Having said that, I do agree that their are events in time which from our perspective are meaningless. We simply cannot see and do not know enough for this not to be the case. Yet from God’s perspective all things are worked according to his will, even those things which are futile. So we grieve with those who grieve, and long for the day when the curse is removed and even creation’s subjection to folly is removed, along with all “death, mourning, crying and pain…for behold all things are new.”

As to your statement on providence, I think you should add or modify two things. It strikes me that much of your statement relies on God being outside time, atemporal. Is He? He certainly can’t be confined to time because He existed before time existed. But isn’t His relation to time the same as His relation to space? His omnipresence means He is everywhere in space as well as outside space. Couldn’t God be omnitemporal as well? I think that’s Bruce Ware‘s term. I wrote a paper for him on God’s relationship to time and came to a similar conclusion.

Dataset excerpt:
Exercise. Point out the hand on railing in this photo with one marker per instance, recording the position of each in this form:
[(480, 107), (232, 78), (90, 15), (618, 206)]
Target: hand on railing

To be done:
1) The passage on providence and God's relationship to time names things to be removed on the longed-for day. List every one that its first paragraph names.
2) Extend the passage on providence and God's relationship to time, picking up right after its final sentence.

Answers for the exercise:
1)
the curse
creation's subjection to folly
death
mourning
crying
pain

2)
I certainly do think that God has entered into time. What I want to highlight is that God’s eternal decrees took place before he brought time into existence, thus his decrees even include his own actions within time. I suspect that since we cannot fully comprehend the relationship between time and eternity, then we will not fully comprehend the relationship between God’s eternal decrees, and thus his purpose for all things, and actions that take place within time, including those which are “futile.” I think omnitemporal is a great term to use! Tom, do you still have that paper you wrote?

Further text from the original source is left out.